## Excerto do documento
▶

Acho que em Portugal a classe devia ser mais unida. Felizmente parece que está a melhorar, mas acho que ainda há muita concorrência desleal e muita crítica em decisões clínicas feitas por outros colegas. No Reino Unido a classe é muito unida, protegemo-nos uns aos outros. Também há muita entreajuda. Se há um caso mais complicado, podemos referenciar o animal para um especialista ou falar com o especialista pelo telefone ou e-mail, e nunca perdemos o rasto do animal. É enviado um relatório com tudo o que foi encontrado nos exames complementares realizados e o animal volta para nós para os tratamentos. Em Portugal, ainda há muito “Eu vi primeiro, não vou enviar para um colega porque nunca mais vejo este cliente de volta e é possível que ainda diga mal do meu tratamento até agora”. Felizmente as coisas parecem estar a mudar, pelo que me dizem.
Legalmente, também há muita ajuda por aqui. Quando as coisas não correm bem e há queixas por parte de clientes em relação a pagamentos ou ao tratamento que o animal recebeu, temos quem nos ajude legalmente. Infelizmente em Portugal, a nossa Ordem também ajuda pouco em casos de clientes menos bons, que deixam dívidas enormes ou em queixas de maus tratos. O veterinário não vive do ar, tem contas para pagar.
Em que projetos/objetivos a atingir se encontra a trabalhar neste momento?

◀

## Conjunto de registos
▶

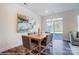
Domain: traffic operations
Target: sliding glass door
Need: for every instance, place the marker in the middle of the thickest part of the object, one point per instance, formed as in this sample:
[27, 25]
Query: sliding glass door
[56, 27]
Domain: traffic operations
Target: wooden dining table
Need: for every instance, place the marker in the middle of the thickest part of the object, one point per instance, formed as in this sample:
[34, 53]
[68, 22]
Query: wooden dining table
[37, 37]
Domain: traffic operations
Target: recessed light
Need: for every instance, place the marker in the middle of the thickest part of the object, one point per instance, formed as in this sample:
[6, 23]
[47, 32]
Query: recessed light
[46, 11]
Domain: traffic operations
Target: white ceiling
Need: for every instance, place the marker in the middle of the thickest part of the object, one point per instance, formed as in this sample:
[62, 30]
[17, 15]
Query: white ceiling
[44, 9]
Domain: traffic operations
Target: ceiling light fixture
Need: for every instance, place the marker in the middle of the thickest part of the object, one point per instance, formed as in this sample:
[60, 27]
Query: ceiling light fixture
[46, 11]
[25, 3]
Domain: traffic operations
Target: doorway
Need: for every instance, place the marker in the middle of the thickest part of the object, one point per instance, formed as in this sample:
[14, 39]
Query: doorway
[56, 27]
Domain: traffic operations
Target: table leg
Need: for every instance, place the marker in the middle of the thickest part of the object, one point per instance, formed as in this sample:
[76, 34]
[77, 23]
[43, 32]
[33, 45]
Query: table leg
[39, 43]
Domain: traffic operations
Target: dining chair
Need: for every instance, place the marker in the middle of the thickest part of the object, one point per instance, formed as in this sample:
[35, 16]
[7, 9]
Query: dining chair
[30, 46]
[46, 42]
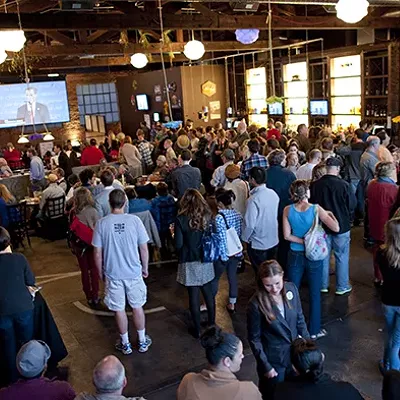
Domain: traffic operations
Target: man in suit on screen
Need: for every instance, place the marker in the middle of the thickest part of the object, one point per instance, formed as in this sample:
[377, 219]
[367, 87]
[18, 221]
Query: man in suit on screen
[33, 112]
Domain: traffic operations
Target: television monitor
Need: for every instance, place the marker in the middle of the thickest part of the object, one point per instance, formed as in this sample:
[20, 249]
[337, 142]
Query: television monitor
[275, 109]
[142, 102]
[319, 107]
[36, 104]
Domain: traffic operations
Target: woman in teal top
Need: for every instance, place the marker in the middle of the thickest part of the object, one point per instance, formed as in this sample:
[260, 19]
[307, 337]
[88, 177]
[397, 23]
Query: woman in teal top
[297, 221]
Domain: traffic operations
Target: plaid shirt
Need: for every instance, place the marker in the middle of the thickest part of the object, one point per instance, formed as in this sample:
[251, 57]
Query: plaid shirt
[145, 150]
[255, 160]
[233, 219]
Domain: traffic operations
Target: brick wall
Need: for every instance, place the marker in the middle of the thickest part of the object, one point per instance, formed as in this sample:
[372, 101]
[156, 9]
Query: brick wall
[73, 129]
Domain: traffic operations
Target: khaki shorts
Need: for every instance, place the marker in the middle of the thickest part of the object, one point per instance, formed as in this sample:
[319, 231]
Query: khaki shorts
[117, 291]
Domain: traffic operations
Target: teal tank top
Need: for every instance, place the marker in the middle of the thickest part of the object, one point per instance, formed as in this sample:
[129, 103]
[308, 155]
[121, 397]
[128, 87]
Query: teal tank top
[300, 222]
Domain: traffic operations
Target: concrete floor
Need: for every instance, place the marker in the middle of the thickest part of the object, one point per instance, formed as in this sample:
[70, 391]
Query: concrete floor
[353, 346]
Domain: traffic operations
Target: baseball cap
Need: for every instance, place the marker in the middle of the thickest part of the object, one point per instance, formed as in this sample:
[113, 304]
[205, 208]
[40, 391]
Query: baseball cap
[334, 162]
[32, 358]
[229, 154]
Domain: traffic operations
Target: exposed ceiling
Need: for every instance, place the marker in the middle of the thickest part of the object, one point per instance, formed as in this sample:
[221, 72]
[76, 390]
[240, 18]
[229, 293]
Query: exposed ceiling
[69, 34]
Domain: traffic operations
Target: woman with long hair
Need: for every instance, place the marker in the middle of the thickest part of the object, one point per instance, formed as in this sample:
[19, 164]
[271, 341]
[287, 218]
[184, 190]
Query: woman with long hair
[274, 319]
[84, 219]
[381, 194]
[193, 220]
[298, 218]
[388, 259]
[225, 219]
[311, 382]
[224, 353]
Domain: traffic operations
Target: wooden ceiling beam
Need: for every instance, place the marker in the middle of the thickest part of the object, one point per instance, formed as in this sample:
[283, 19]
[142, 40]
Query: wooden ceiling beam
[36, 50]
[97, 62]
[59, 37]
[146, 21]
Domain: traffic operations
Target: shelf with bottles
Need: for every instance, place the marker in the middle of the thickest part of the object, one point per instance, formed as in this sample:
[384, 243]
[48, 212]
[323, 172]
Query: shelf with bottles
[375, 110]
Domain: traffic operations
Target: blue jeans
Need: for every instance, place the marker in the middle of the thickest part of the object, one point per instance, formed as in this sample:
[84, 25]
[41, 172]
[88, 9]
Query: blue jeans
[358, 190]
[15, 330]
[340, 245]
[391, 358]
[298, 264]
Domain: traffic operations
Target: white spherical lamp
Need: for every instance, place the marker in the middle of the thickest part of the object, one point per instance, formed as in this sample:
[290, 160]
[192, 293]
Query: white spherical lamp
[12, 40]
[194, 50]
[3, 56]
[352, 11]
[139, 60]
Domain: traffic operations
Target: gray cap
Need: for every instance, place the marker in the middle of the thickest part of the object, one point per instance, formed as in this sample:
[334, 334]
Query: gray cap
[228, 154]
[32, 358]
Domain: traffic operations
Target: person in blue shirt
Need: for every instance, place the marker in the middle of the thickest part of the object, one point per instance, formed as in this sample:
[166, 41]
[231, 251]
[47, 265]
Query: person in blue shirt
[163, 210]
[136, 204]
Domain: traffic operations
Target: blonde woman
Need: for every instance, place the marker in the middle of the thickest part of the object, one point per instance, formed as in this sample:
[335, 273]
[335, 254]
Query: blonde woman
[388, 259]
[274, 319]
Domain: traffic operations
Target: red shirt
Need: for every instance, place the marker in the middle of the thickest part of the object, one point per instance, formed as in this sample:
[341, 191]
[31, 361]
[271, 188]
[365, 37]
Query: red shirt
[273, 132]
[38, 389]
[91, 156]
[381, 198]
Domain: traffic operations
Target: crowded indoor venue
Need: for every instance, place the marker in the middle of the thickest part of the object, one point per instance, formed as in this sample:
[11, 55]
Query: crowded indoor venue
[199, 200]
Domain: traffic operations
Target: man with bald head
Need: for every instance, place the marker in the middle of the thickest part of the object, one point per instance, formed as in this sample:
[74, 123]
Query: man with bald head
[109, 379]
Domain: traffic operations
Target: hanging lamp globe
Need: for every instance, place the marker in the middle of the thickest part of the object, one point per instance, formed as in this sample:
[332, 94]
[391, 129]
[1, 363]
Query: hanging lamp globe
[194, 50]
[3, 56]
[12, 40]
[48, 136]
[352, 11]
[139, 60]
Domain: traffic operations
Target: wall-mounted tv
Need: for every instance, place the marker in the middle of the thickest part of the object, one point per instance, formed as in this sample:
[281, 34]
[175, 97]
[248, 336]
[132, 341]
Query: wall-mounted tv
[319, 108]
[142, 102]
[38, 103]
[275, 109]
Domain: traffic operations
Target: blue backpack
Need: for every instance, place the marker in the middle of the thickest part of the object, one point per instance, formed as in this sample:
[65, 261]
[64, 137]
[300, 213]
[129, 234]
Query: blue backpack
[210, 245]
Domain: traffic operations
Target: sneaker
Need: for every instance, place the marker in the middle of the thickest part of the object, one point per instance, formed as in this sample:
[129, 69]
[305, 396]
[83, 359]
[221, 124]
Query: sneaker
[342, 292]
[144, 346]
[124, 348]
[319, 335]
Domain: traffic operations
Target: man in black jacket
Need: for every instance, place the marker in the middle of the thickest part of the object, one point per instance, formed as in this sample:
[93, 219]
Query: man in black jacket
[352, 155]
[334, 194]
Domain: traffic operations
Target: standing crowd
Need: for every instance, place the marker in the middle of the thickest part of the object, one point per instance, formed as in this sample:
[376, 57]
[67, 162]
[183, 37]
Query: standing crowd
[285, 200]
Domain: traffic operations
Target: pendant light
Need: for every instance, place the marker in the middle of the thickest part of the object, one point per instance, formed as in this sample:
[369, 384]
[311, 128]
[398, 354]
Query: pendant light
[12, 40]
[139, 60]
[48, 136]
[3, 56]
[352, 11]
[194, 50]
[23, 140]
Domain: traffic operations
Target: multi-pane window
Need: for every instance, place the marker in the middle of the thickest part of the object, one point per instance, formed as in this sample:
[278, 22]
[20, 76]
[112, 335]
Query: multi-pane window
[99, 98]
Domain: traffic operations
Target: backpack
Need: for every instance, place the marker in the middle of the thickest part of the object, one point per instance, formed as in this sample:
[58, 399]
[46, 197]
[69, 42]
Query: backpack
[316, 246]
[210, 243]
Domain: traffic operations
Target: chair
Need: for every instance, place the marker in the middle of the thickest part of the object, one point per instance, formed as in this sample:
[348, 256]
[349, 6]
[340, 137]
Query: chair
[55, 222]
[18, 223]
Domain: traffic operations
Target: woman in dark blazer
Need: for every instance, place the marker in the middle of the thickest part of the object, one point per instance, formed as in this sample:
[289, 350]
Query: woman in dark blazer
[311, 383]
[274, 319]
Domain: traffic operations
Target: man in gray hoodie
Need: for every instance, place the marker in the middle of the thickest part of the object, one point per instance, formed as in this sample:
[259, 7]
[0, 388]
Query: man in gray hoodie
[109, 380]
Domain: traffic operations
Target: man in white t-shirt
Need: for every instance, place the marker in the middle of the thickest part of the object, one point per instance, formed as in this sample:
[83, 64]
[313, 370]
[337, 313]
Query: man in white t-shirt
[122, 258]
[305, 171]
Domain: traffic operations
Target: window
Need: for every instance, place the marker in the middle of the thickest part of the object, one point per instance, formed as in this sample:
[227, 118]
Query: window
[99, 98]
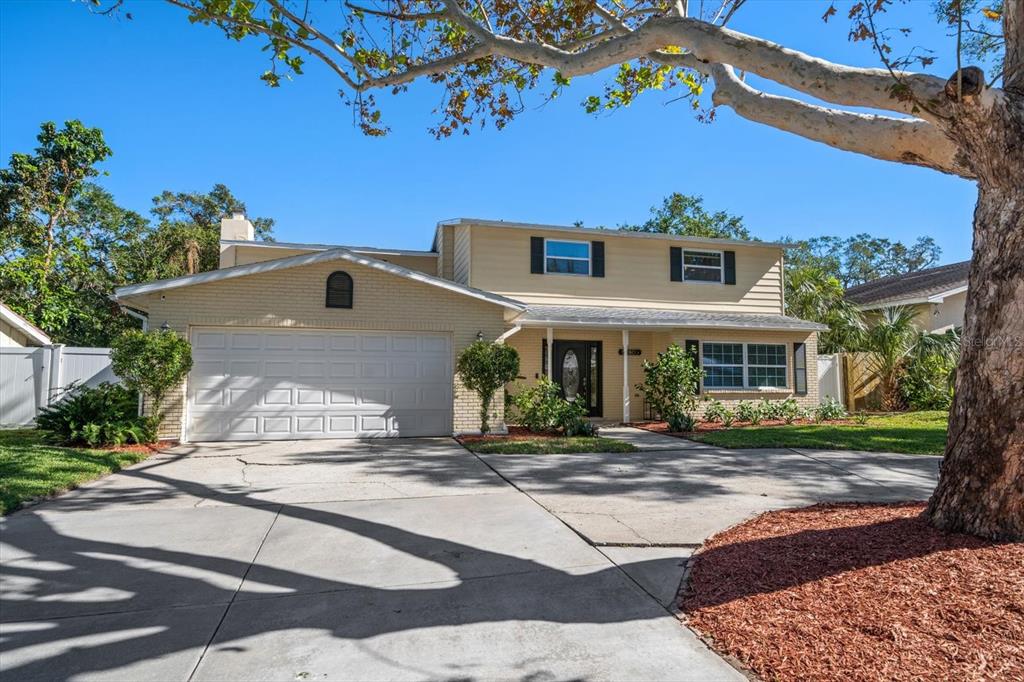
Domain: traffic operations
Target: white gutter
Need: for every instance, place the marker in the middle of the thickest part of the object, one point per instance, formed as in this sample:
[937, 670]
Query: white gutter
[507, 334]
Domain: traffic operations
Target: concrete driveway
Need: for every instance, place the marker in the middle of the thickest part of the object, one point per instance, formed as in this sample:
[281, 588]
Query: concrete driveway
[676, 492]
[316, 560]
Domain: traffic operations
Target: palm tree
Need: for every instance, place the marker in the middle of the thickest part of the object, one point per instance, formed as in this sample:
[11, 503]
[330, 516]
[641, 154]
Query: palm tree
[813, 294]
[894, 343]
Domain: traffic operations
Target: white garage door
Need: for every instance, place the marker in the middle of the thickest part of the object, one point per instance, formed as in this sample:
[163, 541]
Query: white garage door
[272, 384]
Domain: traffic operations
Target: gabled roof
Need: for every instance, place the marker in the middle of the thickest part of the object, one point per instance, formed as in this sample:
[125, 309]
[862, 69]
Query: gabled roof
[598, 232]
[25, 327]
[934, 283]
[309, 259]
[543, 315]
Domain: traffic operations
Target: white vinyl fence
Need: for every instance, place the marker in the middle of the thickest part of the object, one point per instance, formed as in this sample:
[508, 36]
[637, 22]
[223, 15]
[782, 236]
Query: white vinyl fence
[830, 377]
[35, 377]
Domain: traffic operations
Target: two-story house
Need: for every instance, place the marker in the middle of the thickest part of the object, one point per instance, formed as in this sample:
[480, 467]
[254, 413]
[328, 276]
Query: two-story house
[316, 341]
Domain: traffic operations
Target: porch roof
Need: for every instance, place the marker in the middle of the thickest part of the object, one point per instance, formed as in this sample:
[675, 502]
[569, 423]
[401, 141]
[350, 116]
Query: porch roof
[561, 315]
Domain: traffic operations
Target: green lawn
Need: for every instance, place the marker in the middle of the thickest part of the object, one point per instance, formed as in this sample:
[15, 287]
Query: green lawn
[30, 468]
[557, 445]
[914, 433]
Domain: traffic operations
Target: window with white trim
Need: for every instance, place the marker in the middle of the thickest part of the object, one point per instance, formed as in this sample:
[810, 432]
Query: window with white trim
[563, 257]
[744, 366]
[702, 265]
[723, 365]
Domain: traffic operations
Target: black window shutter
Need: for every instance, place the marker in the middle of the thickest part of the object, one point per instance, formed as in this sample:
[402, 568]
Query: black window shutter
[676, 263]
[597, 259]
[692, 347]
[800, 369]
[537, 255]
[730, 267]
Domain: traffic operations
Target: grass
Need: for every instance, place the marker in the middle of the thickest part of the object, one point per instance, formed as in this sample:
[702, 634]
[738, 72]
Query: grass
[31, 468]
[549, 445]
[912, 433]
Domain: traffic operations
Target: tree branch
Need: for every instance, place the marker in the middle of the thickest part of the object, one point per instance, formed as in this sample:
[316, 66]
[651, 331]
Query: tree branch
[904, 140]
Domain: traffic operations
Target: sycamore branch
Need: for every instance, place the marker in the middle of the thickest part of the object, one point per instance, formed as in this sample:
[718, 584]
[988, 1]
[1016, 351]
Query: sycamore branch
[904, 140]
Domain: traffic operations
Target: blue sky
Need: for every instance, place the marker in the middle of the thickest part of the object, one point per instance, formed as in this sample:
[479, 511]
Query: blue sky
[182, 109]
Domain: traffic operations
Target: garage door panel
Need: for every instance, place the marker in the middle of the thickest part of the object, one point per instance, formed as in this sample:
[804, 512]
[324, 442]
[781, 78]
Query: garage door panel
[302, 384]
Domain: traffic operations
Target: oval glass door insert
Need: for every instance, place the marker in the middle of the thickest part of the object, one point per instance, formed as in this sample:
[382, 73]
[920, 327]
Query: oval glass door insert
[570, 375]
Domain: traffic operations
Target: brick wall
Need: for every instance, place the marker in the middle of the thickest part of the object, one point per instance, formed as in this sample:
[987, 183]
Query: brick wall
[294, 298]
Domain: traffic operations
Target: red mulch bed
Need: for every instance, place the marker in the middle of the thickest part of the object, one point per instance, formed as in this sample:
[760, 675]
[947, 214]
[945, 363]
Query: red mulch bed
[860, 592]
[515, 433]
[663, 427]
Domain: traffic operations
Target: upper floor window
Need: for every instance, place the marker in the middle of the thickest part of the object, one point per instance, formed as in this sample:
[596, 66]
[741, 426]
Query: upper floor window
[566, 257]
[702, 265]
[339, 290]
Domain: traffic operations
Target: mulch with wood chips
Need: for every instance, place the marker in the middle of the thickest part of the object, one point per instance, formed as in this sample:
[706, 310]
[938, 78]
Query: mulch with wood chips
[860, 592]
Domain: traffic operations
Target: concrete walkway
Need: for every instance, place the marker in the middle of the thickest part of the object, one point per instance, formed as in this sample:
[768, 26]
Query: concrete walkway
[398, 560]
[679, 497]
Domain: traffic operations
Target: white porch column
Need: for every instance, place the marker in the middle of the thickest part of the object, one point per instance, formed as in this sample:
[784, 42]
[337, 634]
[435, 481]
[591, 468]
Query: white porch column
[626, 375]
[551, 352]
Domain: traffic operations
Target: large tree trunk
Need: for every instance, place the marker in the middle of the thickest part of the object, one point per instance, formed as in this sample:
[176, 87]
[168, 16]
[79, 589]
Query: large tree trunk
[981, 486]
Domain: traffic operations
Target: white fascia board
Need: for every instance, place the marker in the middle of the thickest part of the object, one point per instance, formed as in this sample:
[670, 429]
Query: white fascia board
[665, 325]
[938, 298]
[309, 259]
[25, 327]
[329, 247]
[598, 232]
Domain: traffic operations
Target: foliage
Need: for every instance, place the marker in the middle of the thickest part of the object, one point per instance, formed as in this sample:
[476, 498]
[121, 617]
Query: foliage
[915, 432]
[685, 215]
[152, 363]
[541, 408]
[549, 445]
[894, 344]
[670, 386]
[485, 367]
[105, 415]
[790, 411]
[928, 382]
[813, 294]
[860, 258]
[748, 412]
[65, 243]
[715, 412]
[828, 410]
[31, 469]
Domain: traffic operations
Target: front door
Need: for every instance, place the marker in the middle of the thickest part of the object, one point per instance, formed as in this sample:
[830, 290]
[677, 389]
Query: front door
[578, 372]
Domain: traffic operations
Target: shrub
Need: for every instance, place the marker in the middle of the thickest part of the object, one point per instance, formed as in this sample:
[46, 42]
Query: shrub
[770, 410]
[542, 408]
[484, 367]
[928, 382]
[104, 415]
[671, 386]
[152, 363]
[791, 411]
[748, 412]
[829, 409]
[715, 412]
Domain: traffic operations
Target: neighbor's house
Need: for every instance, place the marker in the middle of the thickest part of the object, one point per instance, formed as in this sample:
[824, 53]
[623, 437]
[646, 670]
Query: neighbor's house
[16, 332]
[310, 341]
[938, 295]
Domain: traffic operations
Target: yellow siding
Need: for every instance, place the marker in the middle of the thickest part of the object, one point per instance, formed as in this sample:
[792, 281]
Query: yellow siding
[636, 274]
[294, 297]
[246, 255]
[461, 267]
[529, 342]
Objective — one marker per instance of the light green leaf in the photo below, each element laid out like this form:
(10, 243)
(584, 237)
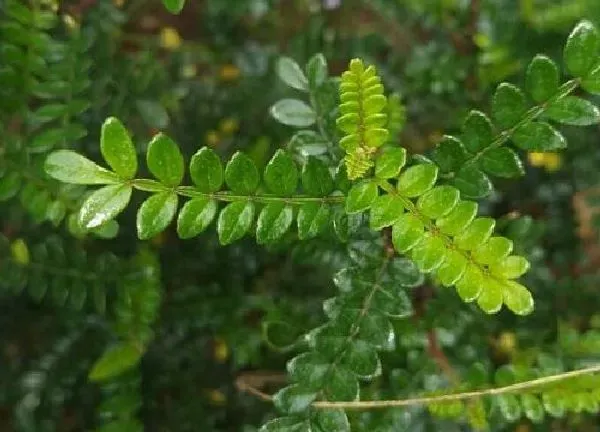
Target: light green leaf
(174, 6)
(274, 221)
(502, 162)
(477, 130)
(449, 154)
(542, 78)
(312, 219)
(117, 148)
(70, 167)
(581, 49)
(293, 112)
(472, 182)
(361, 196)
(234, 221)
(115, 361)
(291, 74)
(385, 211)
(508, 105)
(241, 174)
(438, 202)
(195, 216)
(316, 178)
(573, 110)
(155, 214)
(103, 205)
(281, 174)
(538, 136)
(518, 298)
(407, 232)
(417, 180)
(294, 399)
(206, 170)
(165, 160)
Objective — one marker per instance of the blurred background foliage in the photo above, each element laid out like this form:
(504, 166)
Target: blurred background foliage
(207, 77)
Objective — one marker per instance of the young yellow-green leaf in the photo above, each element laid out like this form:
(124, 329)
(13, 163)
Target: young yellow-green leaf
(316, 178)
(508, 105)
(477, 233)
(591, 82)
(389, 163)
(241, 174)
(472, 182)
(361, 196)
(581, 49)
(502, 162)
(206, 170)
(273, 222)
(115, 361)
(293, 112)
(491, 298)
(518, 298)
(429, 254)
(477, 130)
(117, 148)
(471, 283)
(294, 399)
(538, 136)
(542, 79)
(449, 154)
(174, 6)
(165, 161)
(417, 180)
(70, 167)
(312, 219)
(453, 267)
(291, 74)
(103, 205)
(234, 221)
(281, 174)
(510, 267)
(155, 214)
(195, 216)
(407, 232)
(573, 110)
(492, 251)
(438, 201)
(385, 211)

◀

## Tarefas do exercício
• A. Responda às perguntas seguintes com base no excerto da entrevista sobre a medicina veterinária em Portugal e no Reino Unido.
(i) Que dois problemas da classe em Portugal são apontados logo a seguir a "ainda há muita"?
(ii) No Reino Unido, o que é enviado quando um caso complicado é referenciado para um especialista?
(iii) Em que casos se diz que a Ordem, em Portugal, ajuda pouco?
• B. Retome a entrevista sobre a medicina veterinária em Portugal e no Reino Unido a partir do ponto em que termina.

## Resultados do exercício
• A.
(i) A concorrência desleal e a crítica em decisões clínicas feitas por outros colegas.
(ii) Um relatório com tudo o que foi encontrado nos exames complementares realizados.
(iii) Em casos de clientes menos bons, que deixam dívidas enormes, ou em queixas de maus tratos.

• B.
Neste momento estou a tentar desenvolver ao máximo a minha formação em animais exóticos. Gostaria de fazer um certificado na mesma área porque não há muitos colegas especialistas e há cada vez mais clientes com animais exóticos, como répteis, pequenos mamíferos e aves.
Como é que foi a adaptação a um trabalho fora de Portugal?
Não vou mentir e dizer que foi tudo maravilhoso assim que comecei a trabalhar! Custou-me imenso começar a fazer consultas de apenas 15 minutos. Sentia que não tinha tempo suficiente para um exame clínico completo, passar medicação e explicar tudo ao proprietário. Muito menos fazer exames complementares simples, como análises clínicas. O ritmo de trabalho também é completamente diferente. Vejo imensos animais por dia e imensas emergências. Muitas vezes começo o dia de trabalho às 8h30 e acabo às 19h sem qualquer pausa. Há dias alucinantes! Mas, em compensação, os clientes são completamente diferentes. Aceitam a nossa opinião e a profissão é respeitada. Mais às vezes que os médicos de medicina humana.
Quais os seus planos para o futuro? Equaciona regressar a Portugal?
De momento, voltar para Portugal não é opção. Gosto demasiado do meu trabalho por aqui e sinto que ainda tenho muito para aprender. Claro que no futuro gostaria de voltar. Tenho saudades da família, da comida, de Portugal. Não há nada como o nosso País!
Que conselhos dá aos recém-licenciados em medicina veterinária que estão a ter dificuldades em ingressar no mercado de trabalho em Portugal?
Arrisquem. Se puderem sair do País, não pensem duas vezes. Se correr mal, podem sempre voltar, mas ao menos tentaram. Se quiserem ficar em Portugal, apostem em formação. Quanto mais formação especializada, melhor. Não desistam. O esforço não foi em vão, é uma profissão tão bonita. Lembrem-se porque é que escolheram este curso. Quando os tempos ficam mais difíceis, temos tendência e esquecer o que nos fez ser veterinários.
Como vê o estado atual da medicina veterinária em Portugal e no mundo?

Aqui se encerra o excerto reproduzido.